Top of Information provided

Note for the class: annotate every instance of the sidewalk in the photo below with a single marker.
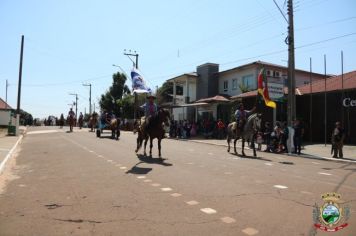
(7, 143)
(313, 151)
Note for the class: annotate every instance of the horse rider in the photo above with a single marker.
(337, 140)
(241, 115)
(150, 108)
(71, 113)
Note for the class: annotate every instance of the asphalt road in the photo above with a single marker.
(76, 184)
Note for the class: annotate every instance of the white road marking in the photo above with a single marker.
(250, 231)
(306, 192)
(208, 211)
(228, 220)
(166, 189)
(323, 173)
(42, 132)
(280, 186)
(192, 203)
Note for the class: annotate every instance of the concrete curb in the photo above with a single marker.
(285, 154)
(9, 154)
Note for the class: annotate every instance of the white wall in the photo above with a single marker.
(238, 74)
(4, 117)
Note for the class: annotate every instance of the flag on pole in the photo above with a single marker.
(138, 83)
(263, 89)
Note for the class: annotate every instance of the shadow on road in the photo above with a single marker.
(150, 160)
(138, 170)
(251, 157)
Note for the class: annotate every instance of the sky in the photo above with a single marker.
(68, 43)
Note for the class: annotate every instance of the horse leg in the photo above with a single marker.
(159, 148)
(243, 147)
(151, 145)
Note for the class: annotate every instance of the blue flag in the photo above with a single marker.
(138, 83)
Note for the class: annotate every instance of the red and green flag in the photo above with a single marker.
(263, 89)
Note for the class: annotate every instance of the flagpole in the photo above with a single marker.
(325, 111)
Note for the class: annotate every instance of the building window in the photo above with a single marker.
(247, 81)
(234, 84)
(226, 85)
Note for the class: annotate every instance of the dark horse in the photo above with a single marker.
(253, 124)
(153, 129)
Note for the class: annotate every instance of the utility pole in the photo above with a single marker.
(76, 104)
(134, 54)
(7, 85)
(291, 66)
(89, 97)
(19, 87)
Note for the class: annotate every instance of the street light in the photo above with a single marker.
(89, 96)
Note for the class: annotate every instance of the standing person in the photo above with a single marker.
(241, 115)
(267, 136)
(61, 121)
(284, 138)
(150, 108)
(81, 118)
(337, 140)
(298, 136)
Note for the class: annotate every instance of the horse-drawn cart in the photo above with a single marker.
(113, 124)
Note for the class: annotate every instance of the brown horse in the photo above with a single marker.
(153, 129)
(249, 132)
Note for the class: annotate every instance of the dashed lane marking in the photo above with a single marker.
(323, 173)
(192, 203)
(250, 231)
(228, 220)
(306, 192)
(166, 189)
(280, 186)
(208, 211)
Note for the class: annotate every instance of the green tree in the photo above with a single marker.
(116, 91)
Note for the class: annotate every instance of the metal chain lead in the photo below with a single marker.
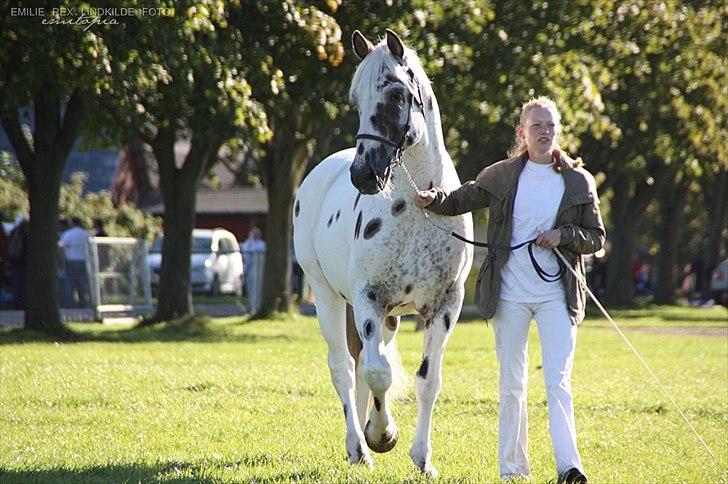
(411, 181)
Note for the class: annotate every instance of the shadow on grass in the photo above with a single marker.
(176, 472)
(195, 329)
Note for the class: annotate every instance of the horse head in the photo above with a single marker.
(387, 91)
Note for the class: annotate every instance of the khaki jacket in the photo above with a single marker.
(578, 218)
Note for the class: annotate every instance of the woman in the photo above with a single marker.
(538, 193)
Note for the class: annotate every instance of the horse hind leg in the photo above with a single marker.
(428, 379)
(331, 312)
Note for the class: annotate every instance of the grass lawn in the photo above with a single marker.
(234, 401)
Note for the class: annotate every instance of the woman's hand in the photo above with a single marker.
(424, 198)
(549, 239)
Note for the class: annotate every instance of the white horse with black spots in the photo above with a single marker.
(371, 256)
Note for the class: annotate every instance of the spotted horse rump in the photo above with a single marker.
(371, 256)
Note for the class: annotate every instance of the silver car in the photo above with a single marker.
(216, 265)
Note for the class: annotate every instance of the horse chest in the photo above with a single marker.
(405, 251)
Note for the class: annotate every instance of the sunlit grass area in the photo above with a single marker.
(228, 401)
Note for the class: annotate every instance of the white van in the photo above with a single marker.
(216, 265)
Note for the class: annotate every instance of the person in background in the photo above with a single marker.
(253, 260)
(543, 195)
(99, 228)
(74, 242)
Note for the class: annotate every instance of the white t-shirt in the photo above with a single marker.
(75, 242)
(539, 194)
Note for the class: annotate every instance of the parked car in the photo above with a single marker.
(216, 265)
(719, 283)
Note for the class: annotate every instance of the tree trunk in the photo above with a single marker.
(41, 281)
(284, 168)
(716, 200)
(620, 288)
(179, 192)
(42, 164)
(670, 225)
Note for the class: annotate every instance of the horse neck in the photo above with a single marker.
(428, 161)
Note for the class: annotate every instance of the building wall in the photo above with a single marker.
(238, 224)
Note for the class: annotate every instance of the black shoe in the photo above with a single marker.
(572, 476)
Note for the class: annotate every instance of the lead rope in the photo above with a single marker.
(539, 270)
(639, 357)
(564, 264)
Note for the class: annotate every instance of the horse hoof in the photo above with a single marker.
(381, 443)
(429, 471)
(361, 457)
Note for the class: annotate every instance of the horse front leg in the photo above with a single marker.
(331, 312)
(428, 380)
(380, 431)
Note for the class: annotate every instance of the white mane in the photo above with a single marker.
(365, 84)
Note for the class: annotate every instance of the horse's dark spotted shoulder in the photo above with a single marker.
(357, 227)
(372, 228)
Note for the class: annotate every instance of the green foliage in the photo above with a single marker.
(273, 415)
(185, 71)
(13, 200)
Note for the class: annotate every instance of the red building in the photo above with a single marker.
(233, 209)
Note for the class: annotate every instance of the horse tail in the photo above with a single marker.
(400, 379)
(353, 341)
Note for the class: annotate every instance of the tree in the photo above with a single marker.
(180, 77)
(302, 89)
(57, 71)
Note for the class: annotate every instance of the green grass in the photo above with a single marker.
(231, 401)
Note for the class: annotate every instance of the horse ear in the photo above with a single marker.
(362, 46)
(396, 47)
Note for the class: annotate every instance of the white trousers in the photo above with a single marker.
(558, 341)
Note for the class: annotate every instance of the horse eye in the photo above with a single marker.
(396, 96)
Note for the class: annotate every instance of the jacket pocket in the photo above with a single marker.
(483, 267)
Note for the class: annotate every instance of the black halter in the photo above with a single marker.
(399, 145)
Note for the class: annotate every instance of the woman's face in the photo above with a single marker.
(540, 130)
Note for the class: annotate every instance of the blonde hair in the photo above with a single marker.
(519, 144)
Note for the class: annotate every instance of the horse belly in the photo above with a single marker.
(333, 233)
(310, 211)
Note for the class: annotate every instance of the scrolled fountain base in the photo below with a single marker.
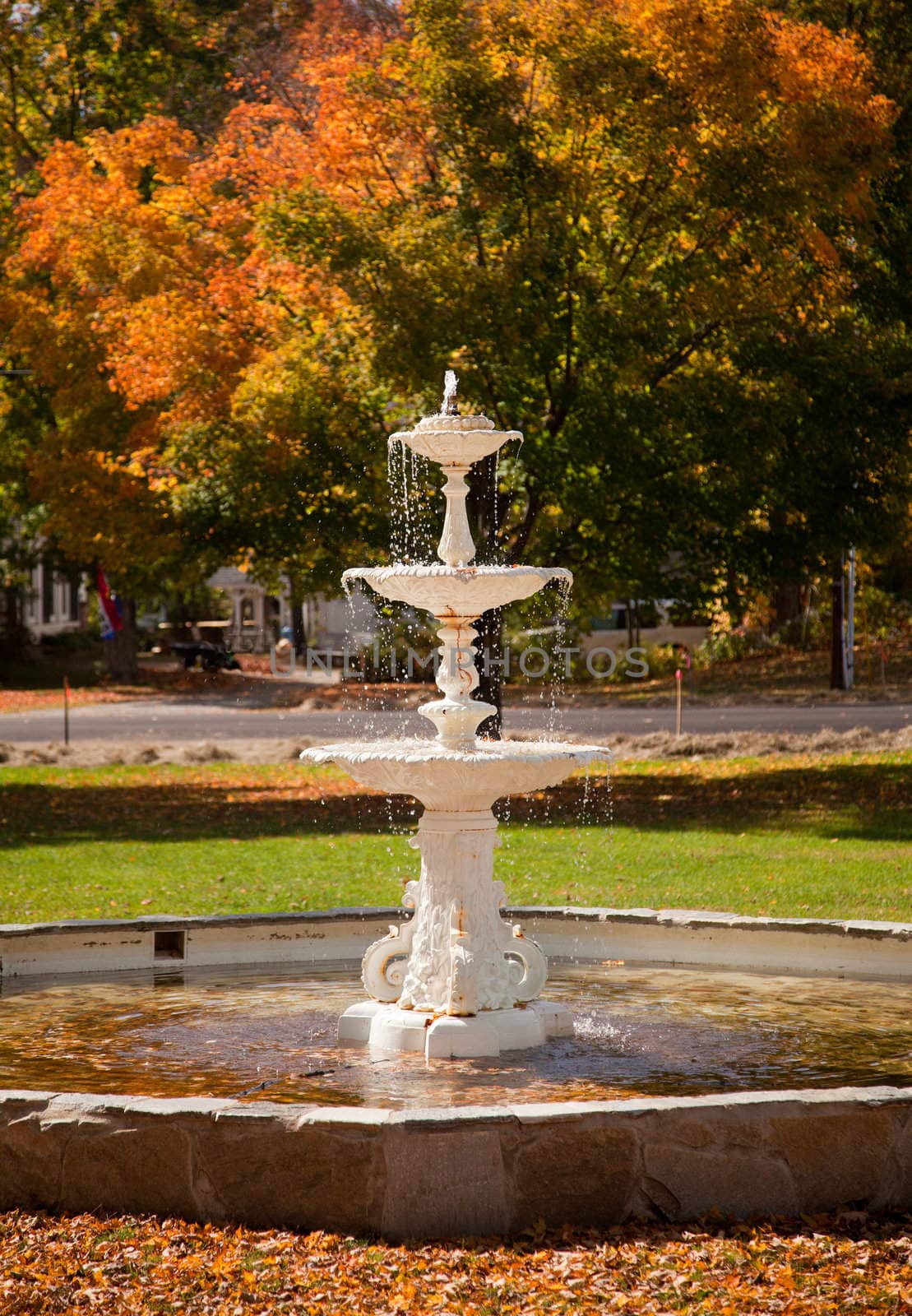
(387, 1028)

Bottom of Information provided

• **What to work on**: Exactly as they appear above, print all the lines, but not the pictures.

• **Finished task**:
Note for the class: annotate every instance of the sidewalk in the photo below with a single marker.
(7, 143)
(313, 151)
Note for the class: annotate every instance of the horse rider in the photo above with a single marker.
(337, 140)
(241, 115)
(150, 108)
(71, 113)
Note for the class: annotate every instance of the asphalt road in the photo above with a single marker.
(76, 184)
Note for the class: annotate every instance of the white road marking in the photo above with a single marker.
(250, 231)
(306, 192)
(208, 211)
(228, 220)
(166, 189)
(323, 173)
(42, 132)
(280, 186)
(192, 203)
Note for the class: annotate every instance of the concrete curb in the photo above with a single marker.
(285, 154)
(9, 154)
Note for the class: annotate every instance of the white wall in the photo above with a single marker.
(238, 74)
(4, 117)
Note for the class: annotate every instance of the flag on pole in the photo above with a single marker.
(138, 83)
(263, 89)
Note for the class: annotate every instance of the shadow on road in the photo above with a single marker.
(150, 160)
(138, 170)
(251, 157)
Note for the class: annotate every instance of the sky in the photo above with a single marker.
(68, 43)
Note for the class: annotate every instance of the horse leg in the photo above with a single marker.
(159, 148)
(243, 147)
(151, 145)
Note for the class: annotate every instance of the blue flag in the photo above with a single marker.
(138, 83)
Note for the class: annotate every instance of the red and green flag in the photo above with a single marker.
(263, 89)
Note for the class: annotate every instance of the flagpole in the photo above with a single marker.
(325, 111)
Note for the class: annotate every instance of the building window in the photo above with a single marker.
(247, 81)
(234, 84)
(226, 85)
Note for the class: annotate every instance of the dark horse in the photo above with a single marker.
(253, 124)
(153, 129)
Note for the class: annotate every instance of the utility pole in the photo above with a single marker.
(76, 104)
(134, 54)
(7, 85)
(291, 66)
(89, 97)
(19, 87)
Note for the class: annotate every instance of the street light in the photo above with a single marker.
(89, 96)
Note for the class: annotate every instance of the standing person in the photo above with a single marker.
(241, 115)
(267, 136)
(61, 121)
(284, 138)
(150, 108)
(81, 118)
(337, 140)
(298, 136)
Note for the class: annotate every instance of the horse-drawn cart in the photo above with a single marker.
(113, 124)
Note for the class: annotate every instance of the brown horse in the photo above with a single marker.
(153, 129)
(249, 132)
Note for the class: annotate every instance of the dashed lane marking in the photo above with a single marker.
(323, 173)
(192, 203)
(250, 231)
(228, 220)
(306, 192)
(166, 189)
(280, 186)
(208, 211)
Note for the class: annotate every instance of the green tree in the photo above with a single marker.
(116, 91)
Note for the class: annotate every instance of the metal chain lead in the photo below with a single marker.
(411, 181)
Note for the class: annotate every instance of the shadow on grass in the photo above with a single marker.
(176, 472)
(195, 329)
Note for the class: annotate every instance of the horse head in the photo above with a single marker.
(387, 91)
Note for the class: annotate every instance of the khaki jacket in the photo above with a single marker.
(578, 218)
Note for the class: annotate every instance of the woman in the photo above with a single marker.
(538, 193)
Note for the class: annotate every instance of the horse hind leg in the photo above with a single marker.
(428, 379)
(331, 312)
Note for the class: annotate every instance of the grass lawn in the photo above with a single marker.
(234, 401)
Note for the class: annotate every instance of the woman's hand in the photo above with a single marker.
(424, 198)
(549, 239)
Note for the class: annotate every instance of the white horse with black spots in the photo above with a single marker.
(371, 256)
Note for the class: annotate every instance of the spotted horse rump in the photo above with a single marker.
(371, 256)
Note for the class: annotate every instance of the silver car in the photo above with a single marker.
(216, 265)
Note for the class: annotate every instance of the horse chest in the photo above with a single marker.
(405, 251)
Note for the class: annotate every instance of the sunlit grass area in the photo above with a single marker.
(228, 401)
Note for the class: annotate every instance of the white van in the photo above with a single marker.
(216, 265)
Note for the class: annotate every instance of the person in background in the photo above with a single marker.
(253, 260)
(543, 195)
(99, 228)
(74, 242)
Note for the class: annotate every instance of the white t-shirt in the photo above with a single marker.
(75, 242)
(539, 194)
Note for the class: annotate every instance of the parked car in the photo above with a single marker.
(216, 265)
(719, 283)
Note for the class: annotate every instance of the tree trunk in the photo above with a single marker.
(41, 281)
(284, 168)
(716, 200)
(620, 288)
(179, 192)
(42, 164)
(670, 225)
Note for the class: annotate every instance of the horse neck in the photo above with a single marker.
(428, 161)
Note for the class: annotate every instance of the building wall in the photo above with a single marker.
(238, 224)
Note for the class: annotate every instance of the black shoe in the photo above with a single marker.
(572, 476)
Note for the class: annotate every instance of the lead rope in the photo above with a single marker.
(539, 270)
(639, 357)
(564, 264)
Note for the class: annotate every instance of the horse hoof in the photo above with a single marker.
(381, 443)
(429, 471)
(361, 457)
Note for the class: annotate every instance of the horse front leg in the photo above with a single marker.
(331, 312)
(428, 380)
(380, 431)
Note for the class: annotate every instance of the white mane in the photo above with a single marker.
(365, 84)
Note for the class: annotate every instance of the horse's dark spotted shoulder in the photo above with a single marker.
(357, 227)
(372, 228)
Note for the class: annotate every instance of the green foliage in the photo above with a single marker.
(273, 415)
(185, 71)
(13, 200)
Note for the class: annotate every instance of the red building in the photo above with a single marker.
(233, 209)
Note for the class: annotate every instance of the horse tail in the photo above with a single marker.
(400, 379)
(353, 341)
Note for the class: annotate every instance of the tree in the photo above with a single marker.
(180, 77)
(302, 89)
(57, 71)
Note for the class: annotate every instance of the green grass in the photo above with a single marker.
(231, 401)
Note for the class: annotate every instance of the horse ear in the photo above with a single marker.
(362, 46)
(396, 47)
Note for the class: annotate every instance of the white trousers in the photo above with a single marker.
(558, 341)
Note for the class: annotate every instance of the horse eye in the photo above with a single marker.
(396, 96)
Note for the class: annotate every instance of the jacket pocket in the photo above with a single marker.
(483, 267)
Note for the class: annotate every instance of the black halter in the photo above with a single marker.
(399, 145)
Note for the class: annotate every instance of the woman's face in the photo above with a single marker.
(540, 130)
Note for the class: annotate every instance of the blonde hair in the photo above with a single marker.
(519, 144)
Note for the class: annotate every instance of the horse belly in the photo above with a single marker.
(333, 233)
(310, 211)
Note for the class: annotate every instance of the scrolled fountain base in the photo below with a single marker.
(387, 1028)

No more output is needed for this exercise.